• [DIRECTIVE 1]:
In the passage on HR record keeping, change "sickness levels" to "illness rates" and write out the part between "There are a" and "all regulatory requirements.", inclusive.
─── TEXT PASSAGE
By MaxinePoupard1 Mar 19, 2013 1119 Words
To comply with legislative and regulatory requirements, the organisation in question is required to keep records for the HMRC as they can request to see information at any time such as the number of employees in the company, hours worked and payment. Employers are required to keep records of the amounts that their employees are paid. If an employee claims that he or she has been paid less than minimum wage, the Low Pay Commission can inspect the employees record to confirm the accusation. The minimum level of pay is set by the National Minimum Wage Act 1998 which all organisations must follow. Training and performance records should also be kept for each employee. This enables line managers and learning & development to assess individual productivity and performance to help each employee reach their full potential and increase productivity for the organisation.

There are a few types of data collected in an organisation. The first is organisational records such as recruitment and selection records, learning and development records, absence and staff turnover. These types of records allow the HR department to monitor employment levels and recruit when needed and also monitor sickness and absence to determine if there is anything the organisation can do to cut down on sickness levels. Absence costs the organisation money and managing the data is essential to help this. The other type of data that is collected is statutory regords such as national insurance contributions, tax, hours worked, sickness and SSP. These records ensure that the HR deparment abide by all regulatory requirements.
──────
─── GIVEN DATA
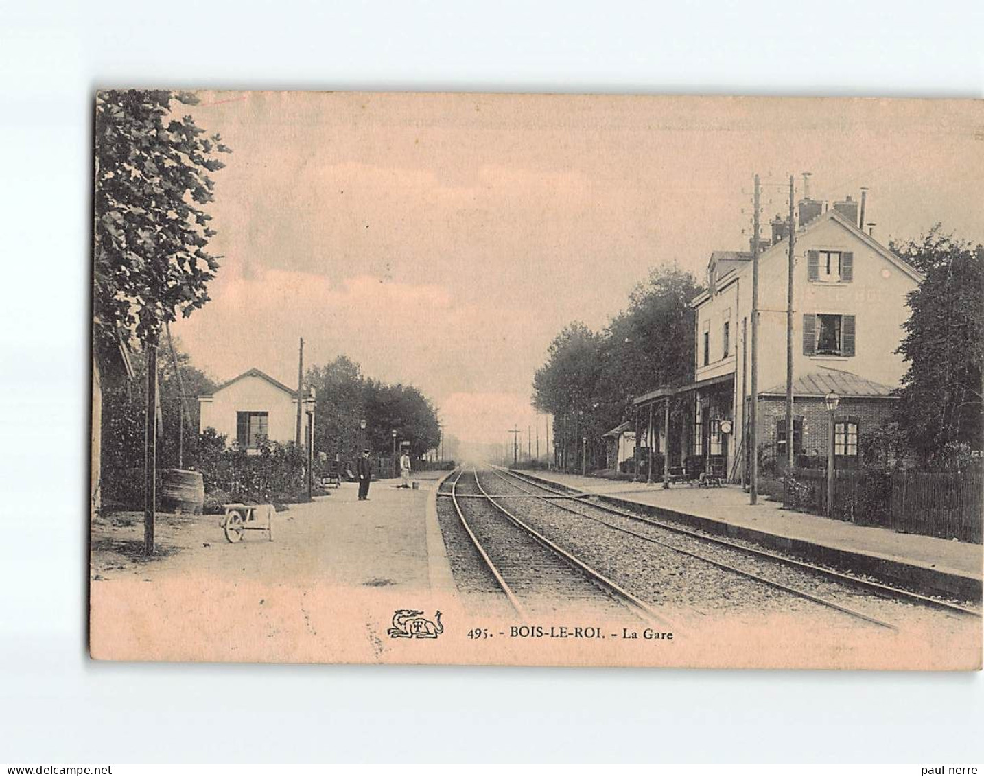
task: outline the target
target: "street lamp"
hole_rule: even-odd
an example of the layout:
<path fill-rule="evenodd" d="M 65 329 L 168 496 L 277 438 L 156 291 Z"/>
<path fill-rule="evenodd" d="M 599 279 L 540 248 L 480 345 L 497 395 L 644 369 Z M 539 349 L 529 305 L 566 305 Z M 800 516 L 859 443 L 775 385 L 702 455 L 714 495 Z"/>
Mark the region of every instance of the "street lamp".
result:
<path fill-rule="evenodd" d="M 830 420 L 828 422 L 828 445 L 827 445 L 827 514 L 829 517 L 833 516 L 833 413 L 837 410 L 837 404 L 840 403 L 840 396 L 837 395 L 836 391 L 831 390 L 824 397 L 824 401 L 827 403 L 827 409 L 829 413 Z M 790 444 L 792 439 L 792 434 L 790 430 L 786 430 L 786 444 Z"/>
<path fill-rule="evenodd" d="M 314 496 L 314 411 L 317 407 L 314 386 L 309 388 L 309 394 L 304 399 L 304 411 L 308 416 L 308 501 Z"/>

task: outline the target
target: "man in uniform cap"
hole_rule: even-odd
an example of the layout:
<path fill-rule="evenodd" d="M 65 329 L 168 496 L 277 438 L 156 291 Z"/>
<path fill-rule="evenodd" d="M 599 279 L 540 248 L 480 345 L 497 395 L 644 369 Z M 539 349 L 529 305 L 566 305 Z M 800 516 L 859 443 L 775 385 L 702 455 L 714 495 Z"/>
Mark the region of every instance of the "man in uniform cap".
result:
<path fill-rule="evenodd" d="M 362 455 L 355 462 L 355 476 L 359 480 L 359 501 L 369 501 L 369 483 L 372 480 L 372 464 L 369 463 L 369 450 L 362 450 Z"/>

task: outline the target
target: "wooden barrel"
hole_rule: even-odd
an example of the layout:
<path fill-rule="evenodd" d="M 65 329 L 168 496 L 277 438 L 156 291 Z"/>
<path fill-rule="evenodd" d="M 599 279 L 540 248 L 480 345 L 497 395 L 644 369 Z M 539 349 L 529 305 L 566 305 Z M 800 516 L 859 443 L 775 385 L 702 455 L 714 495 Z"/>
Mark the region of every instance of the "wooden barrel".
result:
<path fill-rule="evenodd" d="M 205 482 L 200 471 L 164 469 L 160 478 L 160 506 L 201 514 L 205 505 Z"/>

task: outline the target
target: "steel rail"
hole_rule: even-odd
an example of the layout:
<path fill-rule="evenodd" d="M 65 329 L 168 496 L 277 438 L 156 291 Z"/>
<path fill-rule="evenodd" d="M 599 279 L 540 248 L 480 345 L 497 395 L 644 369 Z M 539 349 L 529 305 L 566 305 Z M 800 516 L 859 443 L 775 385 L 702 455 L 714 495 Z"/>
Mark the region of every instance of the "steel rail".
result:
<path fill-rule="evenodd" d="M 503 482 L 507 483 L 508 485 L 512 485 L 514 488 L 521 488 L 521 486 L 516 485 L 515 483 L 511 483 L 509 480 L 507 480 L 498 470 L 493 469 L 493 473 L 497 477 L 499 477 Z M 513 472 L 508 472 L 508 473 L 512 474 Z M 522 477 L 517 477 L 517 479 L 520 480 L 521 482 L 526 482 Z M 526 484 L 530 484 L 530 483 L 526 483 Z M 539 486 L 537 484 L 537 487 L 543 487 L 543 486 Z M 523 490 L 523 489 L 521 488 L 521 490 Z M 549 490 L 549 489 L 547 489 L 547 490 Z M 529 493 L 529 491 L 526 491 L 526 493 Z M 738 568 L 737 567 L 730 566 L 729 564 L 721 563 L 720 561 L 715 561 L 715 560 L 713 560 L 711 558 L 707 558 L 706 556 L 703 556 L 703 555 L 701 555 L 699 553 L 694 553 L 694 552 L 691 552 L 689 550 L 683 550 L 683 549 L 681 549 L 679 547 L 674 547 L 671 544 L 667 544 L 666 542 L 661 542 L 658 539 L 652 538 L 651 536 L 646 536 L 645 534 L 638 533 L 637 531 L 633 531 L 633 530 L 630 530 L 628 528 L 623 528 L 620 525 L 614 525 L 614 524 L 612 524 L 610 522 L 607 522 L 606 520 L 602 520 L 600 517 L 592 517 L 591 515 L 584 514 L 584 512 L 580 512 L 577 509 L 572 509 L 570 507 L 566 507 L 563 504 L 557 504 L 556 502 L 552 502 L 552 501 L 548 501 L 547 503 L 548 504 L 553 504 L 557 507 L 559 507 L 561 509 L 564 509 L 565 511 L 573 512 L 574 514 L 577 514 L 577 515 L 579 515 L 581 517 L 584 517 L 584 518 L 586 518 L 588 520 L 594 520 L 595 522 L 599 522 L 602 525 L 605 525 L 605 526 L 607 526 L 609 528 L 612 528 L 612 529 L 614 529 L 616 531 L 621 531 L 623 533 L 629 534 L 630 536 L 635 536 L 638 539 L 642 539 L 643 541 L 651 542 L 652 544 L 659 545 L 660 547 L 665 547 L 668 550 L 673 550 L 673 551 L 675 551 L 677 553 L 680 553 L 681 555 L 686 555 L 686 556 L 688 556 L 690 558 L 696 558 L 699 561 L 704 561 L 705 563 L 710 564 L 711 566 L 717 567 L 718 568 L 722 568 L 722 569 L 724 569 L 726 571 L 732 571 L 734 573 L 737 573 L 737 574 L 740 574 L 742 576 L 745 576 L 745 577 L 747 577 L 749 579 L 753 579 L 753 580 L 755 580 L 757 582 L 762 582 L 763 584 L 767 584 L 769 587 L 774 587 L 777 590 L 782 590 L 784 592 L 790 593 L 790 594 L 798 596 L 800 598 L 804 598 L 804 599 L 806 599 L 808 601 L 812 601 L 815 604 L 819 604 L 820 606 L 825 606 L 825 607 L 828 607 L 830 609 L 833 609 L 833 610 L 835 610 L 837 612 L 840 612 L 842 614 L 848 615 L 849 617 L 853 617 L 853 618 L 856 618 L 858 620 L 863 620 L 865 622 L 871 623 L 872 625 L 876 625 L 876 626 L 879 626 L 881 627 L 889 628 L 890 630 L 898 630 L 897 626 L 893 626 L 891 623 L 886 623 L 883 620 L 879 620 L 878 618 L 871 617 L 870 615 L 866 615 L 863 612 L 858 612 L 855 609 L 850 609 L 849 607 L 841 606 L 840 604 L 836 604 L 833 601 L 829 601 L 828 599 L 822 598 L 821 596 L 814 595 L 813 593 L 808 593 L 805 590 L 800 590 L 800 589 L 798 589 L 796 587 L 792 587 L 792 586 L 787 585 L 787 584 L 785 584 L 783 582 L 777 582 L 774 579 L 769 579 L 768 577 L 761 576 L 761 575 L 759 575 L 759 574 L 757 574 L 757 573 L 755 573 L 753 571 L 747 571 L 744 568 Z M 610 508 L 607 508 L 607 507 L 599 507 L 596 504 L 588 504 L 587 506 L 594 507 L 596 508 L 603 509 L 605 511 L 609 511 L 609 512 L 613 512 L 613 513 L 621 513 L 621 512 L 618 512 L 615 509 L 610 509 Z M 628 517 L 630 515 L 625 514 L 623 516 Z M 656 525 L 655 523 L 653 523 L 650 520 L 643 520 L 643 522 L 649 523 L 650 525 Z M 662 527 L 662 526 L 660 525 L 660 526 L 657 526 L 657 527 Z M 700 534 L 694 534 L 694 536 L 696 536 L 697 538 L 701 538 L 701 539 L 704 538 Z"/>
<path fill-rule="evenodd" d="M 555 555 L 560 557 L 562 560 L 566 561 L 569 565 L 575 567 L 578 570 L 585 574 L 589 581 L 594 582 L 599 585 L 606 592 L 614 593 L 616 599 L 625 606 L 629 611 L 640 617 L 644 621 L 653 623 L 655 625 L 660 625 L 665 627 L 673 629 L 674 632 L 684 632 L 684 628 L 680 627 L 676 623 L 673 623 L 668 618 L 656 612 L 652 607 L 650 607 L 646 602 L 640 600 L 635 595 L 630 593 L 624 587 L 619 585 L 617 582 L 612 581 L 607 576 L 602 574 L 600 571 L 595 570 L 584 561 L 576 558 L 567 550 L 551 542 L 543 534 L 536 531 L 531 526 L 527 525 L 523 520 L 517 517 L 509 509 L 503 507 L 501 504 L 497 504 L 494 496 L 489 495 L 482 484 L 478 481 L 478 469 L 473 469 L 472 473 L 475 477 L 475 485 L 477 486 L 479 492 L 488 500 L 495 508 L 501 511 L 507 519 L 509 519 L 514 525 L 519 527 L 521 530 L 524 531 L 527 535 L 531 536 L 535 541 L 541 544 L 546 549 L 553 552 Z"/>
<path fill-rule="evenodd" d="M 519 474 L 514 471 L 510 471 L 509 469 L 503 469 L 500 466 L 492 466 L 492 468 L 497 471 L 505 471 L 508 474 L 512 475 L 513 477 L 516 477 L 516 479 L 520 480 L 521 482 L 524 482 L 527 485 L 532 485 L 535 488 L 541 488 L 553 494 L 570 496 L 570 494 L 565 494 L 563 491 L 556 490 L 554 488 L 549 487 L 548 485 L 544 485 L 541 482 L 531 480 L 530 478 L 524 475 Z M 580 495 L 572 498 L 575 498 L 579 501 L 584 501 L 585 498 L 589 499 L 592 495 L 593 494 L 590 493 L 581 493 Z M 808 571 L 813 571 L 815 573 L 829 576 L 831 579 L 836 579 L 841 582 L 853 584 L 858 587 L 863 587 L 869 590 L 870 592 L 875 593 L 876 595 L 882 596 L 883 598 L 906 599 L 911 603 L 924 604 L 929 607 L 934 607 L 936 609 L 941 609 L 943 611 L 949 612 L 950 614 L 970 616 L 977 619 L 981 618 L 980 612 L 977 612 L 973 609 L 967 609 L 966 607 L 960 606 L 959 604 L 953 604 L 949 601 L 943 601 L 938 598 L 932 598 L 931 596 L 922 595 L 920 593 L 914 593 L 911 590 L 904 590 L 900 587 L 892 587 L 892 585 L 885 584 L 884 582 L 876 582 L 871 579 L 862 579 L 859 576 L 852 576 L 851 574 L 847 574 L 842 571 L 837 571 L 832 568 L 826 568 L 823 566 L 815 566 L 814 564 L 807 563 L 806 561 L 799 561 L 796 560 L 795 558 L 788 558 L 786 556 L 778 555 L 776 553 L 770 553 L 768 550 L 760 550 L 755 547 L 746 547 L 745 545 L 735 544 L 734 542 L 729 542 L 727 539 L 721 539 L 716 536 L 708 536 L 707 534 L 698 533 L 697 531 L 692 531 L 688 528 L 684 528 L 679 525 L 673 525 L 672 523 L 666 523 L 661 520 L 653 519 L 651 517 L 643 517 L 642 515 L 633 514 L 632 512 L 627 512 L 624 511 L 623 509 L 618 509 L 608 505 L 598 504 L 596 502 L 585 502 L 585 503 L 589 504 L 591 507 L 594 507 L 598 509 L 611 512 L 612 514 L 621 515 L 622 517 L 626 517 L 630 520 L 637 520 L 639 522 L 646 523 L 647 525 L 653 525 L 657 528 L 664 528 L 665 530 L 672 531 L 673 533 L 679 533 L 684 536 L 692 536 L 695 539 L 703 539 L 712 544 L 719 544 L 722 547 L 727 547 L 732 550 L 737 550 L 738 552 L 745 553 L 746 555 L 757 556 L 759 558 L 769 558 L 769 560 L 772 561 L 779 561 L 781 563 L 788 564 L 789 566 L 794 566 L 799 568 L 806 569 Z"/>
<path fill-rule="evenodd" d="M 471 539 L 471 543 L 475 546 L 478 551 L 478 555 L 481 556 L 482 562 L 485 567 L 495 577 L 496 583 L 502 588 L 503 593 L 506 594 L 506 598 L 509 599 L 509 603 L 512 604 L 513 608 L 516 610 L 517 614 L 521 617 L 526 617 L 526 610 L 523 608 L 523 604 L 513 593 L 512 588 L 510 588 L 509 583 L 503 579 L 502 574 L 499 573 L 499 569 L 495 567 L 495 564 L 492 563 L 492 559 L 488 557 L 485 552 L 485 548 L 482 547 L 481 542 L 478 541 L 478 537 L 475 536 L 474 531 L 471 530 L 471 526 L 468 525 L 468 521 L 464 519 L 464 512 L 461 511 L 461 506 L 458 503 L 458 481 L 461 479 L 461 475 L 464 474 L 464 469 L 462 468 L 458 476 L 451 483 L 451 503 L 455 506 L 455 511 L 458 512 L 458 519 L 461 521 L 461 526 L 464 528 L 465 532 L 468 534 L 468 538 Z"/>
──────
• [DIRECTIVE 2]:
Quote the records word for word from their start through the line that contains "830 420 L 828", inclusive, leaving the pictures out.

• [COMPLETE RESPONSE 1]:
There are a few types of data collected in an organisation. The first is organisational records such as recruitment and selection records, learning and development records, absence and staff turnover. These types of records allow the HR department to monitor employment levels and recruit when needed and also monitor sickness and absence to determine if there is anything the organisation can do to cut down on illness rates. Absence costs the organisation money and managing the data is essential to help this. The other type of data that is collected is statutory regords such as national insurance contributions, tax, hours worked, sickness and SSP. These records ensure that the HR deparment abide by all regulatory requirements.

• [COMPLETE RESPONSE 2]:
task: outline the target
target: "street lamp"
hole_rule: even-odd
an example of the layout:
<path fill-rule="evenodd" d="M 65 329 L 168 496 L 277 438 L 156 291 Z"/>
<path fill-rule="evenodd" d="M 599 279 L 540 248 L 480 345 L 497 395 L 644 369 Z M 539 349 L 529 305 L 566 305 Z M 800 516 L 859 443 L 775 385 L 702 455 L 714 495 Z"/>
Mark the region of every instance of the "street lamp".
result:
<path fill-rule="evenodd" d="M 830 420 L 828 422 L 828 445 L 827 445 L 827 514 L 829 517 L 833 516 L 833 413 L 837 410 L 837 404 L 840 403 L 840 396 L 837 395 L 836 391 L 831 390 L 824 397 L 824 401 L 827 403 L 827 409 L 829 413 Z M 790 444 L 792 439 L 792 434 L 790 430 L 786 430 L 786 444 Z"/>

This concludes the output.